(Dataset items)
--------------------------------

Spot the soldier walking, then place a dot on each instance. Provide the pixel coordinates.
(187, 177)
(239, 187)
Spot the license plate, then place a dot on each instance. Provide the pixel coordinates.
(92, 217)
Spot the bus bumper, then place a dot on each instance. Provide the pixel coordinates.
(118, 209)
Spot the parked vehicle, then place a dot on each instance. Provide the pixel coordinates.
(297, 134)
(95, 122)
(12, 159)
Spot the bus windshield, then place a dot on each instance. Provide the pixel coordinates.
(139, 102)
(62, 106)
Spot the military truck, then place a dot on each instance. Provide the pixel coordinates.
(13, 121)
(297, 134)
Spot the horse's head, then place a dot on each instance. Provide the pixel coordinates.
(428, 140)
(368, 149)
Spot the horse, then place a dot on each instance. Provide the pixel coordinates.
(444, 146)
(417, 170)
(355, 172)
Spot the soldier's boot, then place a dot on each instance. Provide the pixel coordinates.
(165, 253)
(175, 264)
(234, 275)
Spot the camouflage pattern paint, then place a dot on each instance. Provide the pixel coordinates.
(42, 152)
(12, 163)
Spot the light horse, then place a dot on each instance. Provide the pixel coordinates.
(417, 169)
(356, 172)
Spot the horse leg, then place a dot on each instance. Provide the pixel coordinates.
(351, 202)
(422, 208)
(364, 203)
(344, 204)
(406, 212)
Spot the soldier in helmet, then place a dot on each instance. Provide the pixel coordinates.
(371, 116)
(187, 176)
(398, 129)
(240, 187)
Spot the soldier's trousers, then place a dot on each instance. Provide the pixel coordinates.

--------------------------------

* [Exercise task] Copy out every one of the lines above word for word, without changing anything.

* [Expected output]
Spot the soldier walking, then place a dot on each instance. Provide the pixel coordinates.
(187, 177)
(239, 187)
Spot the license plate, then place a dot on each instance. Provide the pixel coordinates.
(92, 217)
Spot the bus bumper, then place a dot on each instance. Provide the pixel coordinates.
(118, 209)
Spot the parked vehicle, then place a dot on each instance. Provide the pixel coordinates.
(297, 134)
(95, 122)
(12, 159)
Spot the bus windshield, then place a dot on each instance. Provide the pixel coordinates.
(139, 102)
(62, 106)
Spot the military truck, then place a dot on each instance. Provide the pixel coordinates.
(13, 121)
(297, 134)
Spot the horse's head, then place a dot on each instance. Provide the pixel coordinates.
(428, 140)
(368, 149)
Spot the horse, then place a dot on each instance. Provide the pixel coordinates.
(444, 146)
(417, 170)
(355, 172)
Spot the soldier's boot, then place a dot on each instance. Provide the pixel coordinates.
(165, 253)
(175, 264)
(234, 275)
Spot the camouflage pattern paint, then place a dot on each instance. Provide the pixel coordinates.
(42, 152)
(12, 163)
Spot the light horse, then place a dot on each instance. Provide the pixel coordinates.
(417, 169)
(356, 172)
Spot the horse leg, then place a dot on each instance. Provide the pixel coordinates.
(351, 202)
(422, 208)
(364, 203)
(344, 204)
(406, 212)
Spot the soldier in helmet, then place a dot on each instance. Provide the pixel coordinates.
(371, 116)
(187, 176)
(398, 129)
(240, 187)
Spot the soldier's trousers, then place a dot on each instance. Provide the pixel coordinates.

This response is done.